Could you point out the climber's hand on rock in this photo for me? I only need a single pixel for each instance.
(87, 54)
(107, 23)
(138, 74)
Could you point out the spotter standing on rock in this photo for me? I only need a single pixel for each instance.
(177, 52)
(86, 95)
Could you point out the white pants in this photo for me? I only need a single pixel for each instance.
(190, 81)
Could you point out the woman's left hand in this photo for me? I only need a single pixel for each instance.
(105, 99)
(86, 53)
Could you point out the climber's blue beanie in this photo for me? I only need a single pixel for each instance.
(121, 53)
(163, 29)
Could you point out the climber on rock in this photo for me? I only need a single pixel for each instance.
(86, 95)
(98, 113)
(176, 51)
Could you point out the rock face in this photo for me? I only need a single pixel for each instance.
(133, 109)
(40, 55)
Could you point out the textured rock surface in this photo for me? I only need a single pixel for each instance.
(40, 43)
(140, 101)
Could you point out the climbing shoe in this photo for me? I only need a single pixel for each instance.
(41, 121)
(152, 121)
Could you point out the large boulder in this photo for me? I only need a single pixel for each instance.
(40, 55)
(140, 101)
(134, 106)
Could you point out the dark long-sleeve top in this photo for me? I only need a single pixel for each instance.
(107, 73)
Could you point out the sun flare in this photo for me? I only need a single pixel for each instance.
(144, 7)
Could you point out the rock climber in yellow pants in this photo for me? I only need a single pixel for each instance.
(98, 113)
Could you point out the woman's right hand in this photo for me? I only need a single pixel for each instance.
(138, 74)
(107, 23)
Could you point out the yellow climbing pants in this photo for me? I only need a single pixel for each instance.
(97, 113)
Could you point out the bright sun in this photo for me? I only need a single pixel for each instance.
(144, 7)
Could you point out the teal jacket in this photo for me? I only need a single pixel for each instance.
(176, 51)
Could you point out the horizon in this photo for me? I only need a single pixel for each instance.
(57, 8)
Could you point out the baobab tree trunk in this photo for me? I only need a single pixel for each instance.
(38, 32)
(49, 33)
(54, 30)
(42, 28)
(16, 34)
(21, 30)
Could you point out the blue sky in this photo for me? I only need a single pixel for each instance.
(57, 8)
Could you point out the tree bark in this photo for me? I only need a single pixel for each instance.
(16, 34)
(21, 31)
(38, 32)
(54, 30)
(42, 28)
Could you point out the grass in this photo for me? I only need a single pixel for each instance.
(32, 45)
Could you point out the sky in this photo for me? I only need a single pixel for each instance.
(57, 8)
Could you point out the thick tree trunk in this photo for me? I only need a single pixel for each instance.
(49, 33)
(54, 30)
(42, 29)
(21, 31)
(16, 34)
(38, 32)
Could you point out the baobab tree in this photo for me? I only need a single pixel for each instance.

+++++

Exercise prompt:
Reproduce the material in full, with no word added or dropped.

Full output:
Could you point out the climber's hand on rock in this photo for me? I only need a single pixel for each instance.
(87, 54)
(107, 23)
(138, 74)
Could you point out the spotter standing on rock in this photo for me? I only need a single pixel for each instance.
(177, 52)
(86, 95)
Could you point out the white pants in this photo for me? I only need a single pixel for each instance.
(190, 81)
Could you point out the woman's left hand in this photo for me? I only need a single pixel for each instance.
(105, 99)
(86, 53)
Could you point out the climber's blue beanie in this photo for me? I only need a single pixel for each instance.
(121, 53)
(163, 29)
Could you point out the climber on rock in this photo for me? I only need a single pixel for each instance.
(86, 95)
(98, 113)
(176, 51)
Could you point out the rock face in this photo for me? I only need a single pixel for each instance.
(133, 109)
(40, 55)
Could you point out the textured rock surface in this photo for me? I only need a single pixel for each instance.
(40, 43)
(140, 101)
Could you point out the climbing shoe in this photo for me? I only need a single pixel for each instance.
(41, 121)
(152, 121)
Could you point out the large boulder in this photo for me? I only need a single pixel for each instance.
(40, 55)
(140, 101)
(134, 106)
Could you point out the dark long-sleeve top in this photo for me? I only need a single pixel for each instance.
(107, 73)
Could you point out the sun flare in this photo for me? I only need a single pixel for each instance.
(144, 7)
Could you point out the rock climber in yellow pants in this photo for me? I only need a single pixel for each instance.
(98, 113)
Could you point out the woman's right hand in this photo for me? I only need a single pixel for each instance.
(138, 74)
(107, 23)
Could you point out the yellow climbing pants in this photo for me? I only need a single pixel for each instance.
(97, 113)
Could you point out the bright sun in this photo for me? I only need a single pixel for each instance.
(144, 7)
Could you point out the teal jacket in this photo for me? I only need a single pixel for each instance.
(176, 51)
Could you point out the horizon in this photo for me? I only need a single pixel for each instance.
(57, 8)
Could you point out the baobab tree trunk in this photo for me? I only need a single pixel for each instance.
(38, 32)
(49, 33)
(54, 30)
(42, 28)
(16, 34)
(21, 30)
Could you point out the blue sky in this photo for me? I only need a single pixel for each instance.
(57, 8)
Could you point out the tree bark in this photo for me? I only need a single pixel for each instance.
(16, 34)
(21, 31)
(38, 32)
(54, 30)
(42, 28)
Could you point out the grass in this photo for me? I only need a single pixel for each instance.
(32, 45)
Could you point out the sky in this photo for me? I only need a single pixel for each instance.
(57, 8)
Could you point out the thick tree trunk in this photo for me? I only need a single pixel for each instance.
(49, 33)
(54, 30)
(42, 29)
(21, 31)
(16, 34)
(38, 32)
Could you point out the baobab tree in this photo for me? I only need a single pixel for each instance.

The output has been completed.